_PROBLEM:_ Restate, word for word, every line of the data.

_RECORD SET:_
####

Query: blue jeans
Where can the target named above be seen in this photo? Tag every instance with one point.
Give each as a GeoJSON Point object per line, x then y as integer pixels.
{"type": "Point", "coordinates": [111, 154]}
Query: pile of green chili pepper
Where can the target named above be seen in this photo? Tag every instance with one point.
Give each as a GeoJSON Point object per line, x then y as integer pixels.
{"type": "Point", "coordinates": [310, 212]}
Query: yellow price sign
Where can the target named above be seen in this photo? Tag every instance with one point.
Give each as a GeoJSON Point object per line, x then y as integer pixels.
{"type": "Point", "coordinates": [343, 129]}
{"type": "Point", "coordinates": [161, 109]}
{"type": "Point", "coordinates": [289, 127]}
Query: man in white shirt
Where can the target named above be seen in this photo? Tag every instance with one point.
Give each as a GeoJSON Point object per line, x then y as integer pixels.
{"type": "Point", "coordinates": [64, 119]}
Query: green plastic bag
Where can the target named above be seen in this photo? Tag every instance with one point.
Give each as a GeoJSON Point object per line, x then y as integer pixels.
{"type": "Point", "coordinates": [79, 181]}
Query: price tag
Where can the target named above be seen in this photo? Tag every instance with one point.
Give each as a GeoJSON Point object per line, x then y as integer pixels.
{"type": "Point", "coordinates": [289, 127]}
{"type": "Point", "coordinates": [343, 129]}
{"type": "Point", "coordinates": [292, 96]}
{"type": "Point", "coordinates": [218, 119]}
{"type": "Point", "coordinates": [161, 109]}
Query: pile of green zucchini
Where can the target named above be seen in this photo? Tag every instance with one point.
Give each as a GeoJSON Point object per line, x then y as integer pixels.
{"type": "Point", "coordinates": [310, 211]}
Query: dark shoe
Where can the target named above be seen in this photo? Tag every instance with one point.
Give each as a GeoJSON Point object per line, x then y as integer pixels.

####

_TASK ANSWER:_
Query: blue jeans
Where can the target named above be seen in this photo? Tag every instance with one point.
Give each as a GeoJSON Point object per line, x then y as integer pixels.
{"type": "Point", "coordinates": [111, 154]}
Query: pile of green chili pepper
Where can the target named above be seen in this photo? Tag every instance with one point.
Give each as a GeoJSON Point object per line, x then y as integer pixels.
{"type": "Point", "coordinates": [310, 212]}
Query: yellow price sign
Where can the target named above be seen in this photo? Tag every instance with one point.
Give each as a GeoJSON Point object per line, x then y as integer pixels.
{"type": "Point", "coordinates": [343, 129]}
{"type": "Point", "coordinates": [161, 109]}
{"type": "Point", "coordinates": [289, 127]}
Query: man in white shirt
Where can the target named above be seen in this photo? Tag every instance with one point.
Give each as a GeoJSON Point object per line, x then y as integer pixels.
{"type": "Point", "coordinates": [64, 119]}
Query: green plastic bag
Where can the target named above be seen in this photo? Tag every instance with one point.
Give each as a GeoJSON Point object per line, x then y as integer pixels.
{"type": "Point", "coordinates": [79, 181]}
Query: price tag
Where can the target named above be seen in this photo? Tag every instance with one point.
Give each as a GeoJSON Point object per line, x then y as integer pixels.
{"type": "Point", "coordinates": [289, 127]}
{"type": "Point", "coordinates": [343, 129]}
{"type": "Point", "coordinates": [292, 96]}
{"type": "Point", "coordinates": [218, 119]}
{"type": "Point", "coordinates": [161, 109]}
Query: pile of green zucchini
Where can the target named above be seen in this photo? Tag every instance with one point.
Give each as a GeoJSON Point object per line, x then y as integer pixels.
{"type": "Point", "coordinates": [310, 211]}
Query: dark shoe
Where can the target named above be seen in this photo? Tag every instance with one point.
Give each as a GeoJSON Point object per line, x then y as integer pixels.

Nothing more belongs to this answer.